## WHAT THE EXERCISE ASKS:
Write out each line of the entries exactly, starting at the first and finishing with the line that contains "cabinet door, one line per instance".

(Region pointing data)
------------

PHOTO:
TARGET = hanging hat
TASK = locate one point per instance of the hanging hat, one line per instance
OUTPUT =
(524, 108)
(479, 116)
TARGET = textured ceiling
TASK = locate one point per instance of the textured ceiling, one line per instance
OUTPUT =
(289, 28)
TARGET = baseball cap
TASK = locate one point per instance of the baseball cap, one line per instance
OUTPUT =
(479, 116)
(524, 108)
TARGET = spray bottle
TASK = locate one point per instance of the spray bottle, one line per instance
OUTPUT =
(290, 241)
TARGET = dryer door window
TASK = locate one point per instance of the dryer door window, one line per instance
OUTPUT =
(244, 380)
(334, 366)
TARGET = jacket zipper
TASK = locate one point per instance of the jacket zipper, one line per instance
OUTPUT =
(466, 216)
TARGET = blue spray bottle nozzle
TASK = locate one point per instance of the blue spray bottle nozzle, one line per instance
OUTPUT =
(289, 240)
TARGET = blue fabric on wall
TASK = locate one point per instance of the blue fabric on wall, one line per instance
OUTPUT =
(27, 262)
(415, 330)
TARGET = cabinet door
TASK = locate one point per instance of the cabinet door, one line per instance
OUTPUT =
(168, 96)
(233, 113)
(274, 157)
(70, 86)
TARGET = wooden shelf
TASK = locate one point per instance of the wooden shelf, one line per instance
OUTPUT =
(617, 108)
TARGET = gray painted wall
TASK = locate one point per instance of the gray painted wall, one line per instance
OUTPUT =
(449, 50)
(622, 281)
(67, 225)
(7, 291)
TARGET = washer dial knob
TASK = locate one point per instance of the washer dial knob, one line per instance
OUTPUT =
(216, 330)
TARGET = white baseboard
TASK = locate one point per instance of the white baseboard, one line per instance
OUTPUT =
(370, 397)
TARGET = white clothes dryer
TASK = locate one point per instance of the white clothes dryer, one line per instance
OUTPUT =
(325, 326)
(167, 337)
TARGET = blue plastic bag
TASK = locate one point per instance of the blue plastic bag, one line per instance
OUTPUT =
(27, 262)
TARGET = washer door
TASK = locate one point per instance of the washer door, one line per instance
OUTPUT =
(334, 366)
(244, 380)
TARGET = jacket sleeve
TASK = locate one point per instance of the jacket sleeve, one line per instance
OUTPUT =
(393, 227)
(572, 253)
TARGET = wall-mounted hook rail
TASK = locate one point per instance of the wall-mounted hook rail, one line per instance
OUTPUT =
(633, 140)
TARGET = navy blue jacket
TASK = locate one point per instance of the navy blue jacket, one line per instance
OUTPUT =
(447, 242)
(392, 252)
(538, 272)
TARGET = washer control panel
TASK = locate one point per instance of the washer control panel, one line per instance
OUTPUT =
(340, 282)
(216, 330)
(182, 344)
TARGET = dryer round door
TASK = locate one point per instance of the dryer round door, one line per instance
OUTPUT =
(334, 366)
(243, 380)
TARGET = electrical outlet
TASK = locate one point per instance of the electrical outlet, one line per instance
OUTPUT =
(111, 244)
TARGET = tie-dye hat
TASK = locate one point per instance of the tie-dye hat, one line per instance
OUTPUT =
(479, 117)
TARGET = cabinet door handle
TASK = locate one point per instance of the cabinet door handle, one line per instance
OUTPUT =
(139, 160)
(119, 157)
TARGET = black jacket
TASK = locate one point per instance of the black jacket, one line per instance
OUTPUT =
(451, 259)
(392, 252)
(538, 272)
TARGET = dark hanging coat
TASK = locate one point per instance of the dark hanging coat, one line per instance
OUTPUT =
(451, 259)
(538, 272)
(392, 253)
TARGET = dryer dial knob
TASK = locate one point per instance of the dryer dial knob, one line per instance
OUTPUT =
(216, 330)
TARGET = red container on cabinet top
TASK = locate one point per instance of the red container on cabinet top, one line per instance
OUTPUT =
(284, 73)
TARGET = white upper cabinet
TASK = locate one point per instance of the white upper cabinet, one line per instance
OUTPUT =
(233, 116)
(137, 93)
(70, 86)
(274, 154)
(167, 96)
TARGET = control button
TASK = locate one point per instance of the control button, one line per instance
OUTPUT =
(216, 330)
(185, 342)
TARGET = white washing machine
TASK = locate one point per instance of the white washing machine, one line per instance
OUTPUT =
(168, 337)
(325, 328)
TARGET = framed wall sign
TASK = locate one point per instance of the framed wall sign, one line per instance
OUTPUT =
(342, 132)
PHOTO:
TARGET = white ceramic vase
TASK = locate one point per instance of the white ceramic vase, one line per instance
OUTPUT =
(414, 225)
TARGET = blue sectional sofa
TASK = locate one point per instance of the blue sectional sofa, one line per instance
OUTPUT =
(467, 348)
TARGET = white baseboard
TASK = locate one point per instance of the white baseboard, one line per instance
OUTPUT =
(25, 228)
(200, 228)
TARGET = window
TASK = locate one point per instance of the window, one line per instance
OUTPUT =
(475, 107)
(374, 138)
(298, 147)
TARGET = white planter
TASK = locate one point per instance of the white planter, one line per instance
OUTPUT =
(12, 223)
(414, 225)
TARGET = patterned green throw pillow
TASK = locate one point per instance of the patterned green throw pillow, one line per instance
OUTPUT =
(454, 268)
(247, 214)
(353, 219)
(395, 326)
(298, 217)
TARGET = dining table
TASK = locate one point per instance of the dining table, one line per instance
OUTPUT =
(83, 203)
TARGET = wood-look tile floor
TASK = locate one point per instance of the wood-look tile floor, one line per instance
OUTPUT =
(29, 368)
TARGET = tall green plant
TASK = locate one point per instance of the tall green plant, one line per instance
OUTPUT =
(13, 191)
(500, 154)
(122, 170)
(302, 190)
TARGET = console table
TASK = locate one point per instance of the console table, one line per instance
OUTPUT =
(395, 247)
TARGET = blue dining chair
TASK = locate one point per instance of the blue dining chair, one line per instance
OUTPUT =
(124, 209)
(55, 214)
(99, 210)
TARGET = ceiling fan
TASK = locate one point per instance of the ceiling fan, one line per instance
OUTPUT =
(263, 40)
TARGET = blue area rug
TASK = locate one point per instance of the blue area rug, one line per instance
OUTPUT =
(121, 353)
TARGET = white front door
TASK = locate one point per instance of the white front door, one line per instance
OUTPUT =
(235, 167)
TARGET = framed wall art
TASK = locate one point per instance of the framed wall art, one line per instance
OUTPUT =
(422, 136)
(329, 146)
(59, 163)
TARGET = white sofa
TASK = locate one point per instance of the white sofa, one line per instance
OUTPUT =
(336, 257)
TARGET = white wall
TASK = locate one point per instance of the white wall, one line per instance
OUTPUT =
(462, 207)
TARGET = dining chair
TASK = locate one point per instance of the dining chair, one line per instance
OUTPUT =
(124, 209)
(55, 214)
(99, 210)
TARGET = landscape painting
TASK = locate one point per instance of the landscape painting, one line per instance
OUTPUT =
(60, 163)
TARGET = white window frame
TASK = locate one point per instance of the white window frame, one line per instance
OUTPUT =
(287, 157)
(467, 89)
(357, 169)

------------

## EXERCISE SOLUTION:
PHOTO:
TARGET = hanging hat
TASK = locate one point per instance of the hanging hat, one line per instance
OUTPUT =
(524, 108)
(479, 116)
TARGET = textured ceiling
TASK = locate one point per instance of the textured ceiling, one line per instance
OUTPUT =
(289, 28)
TARGET = baseball cap
TASK = locate one point per instance of the baseball cap, one line per instance
OUTPUT =
(479, 116)
(524, 108)
TARGET = spray bottle
TASK = locate one point per instance of the spray bottle, one line per instance
OUTPUT =
(290, 241)
TARGET = dryer door window
TASK = locate one point per instance of the dryer door window, one line per instance
OUTPUT =
(244, 380)
(334, 366)
TARGET = jacket zipper
TASK = locate one point per instance of the jacket zipper, one line per instance
OUTPUT =
(466, 216)
TARGET = blue spray bottle nozzle
TASK = locate one point per instance of the blue spray bottle nozzle, one line per instance
OUTPUT =
(289, 240)
TARGET = blue fabric on wall
TASK = locate one point per instance of the blue fabric on wall, one line per instance
OUTPUT =
(27, 262)
(415, 330)
TARGET = cabinet door
TASK = locate one point per instance of the cabinet door, one line per instance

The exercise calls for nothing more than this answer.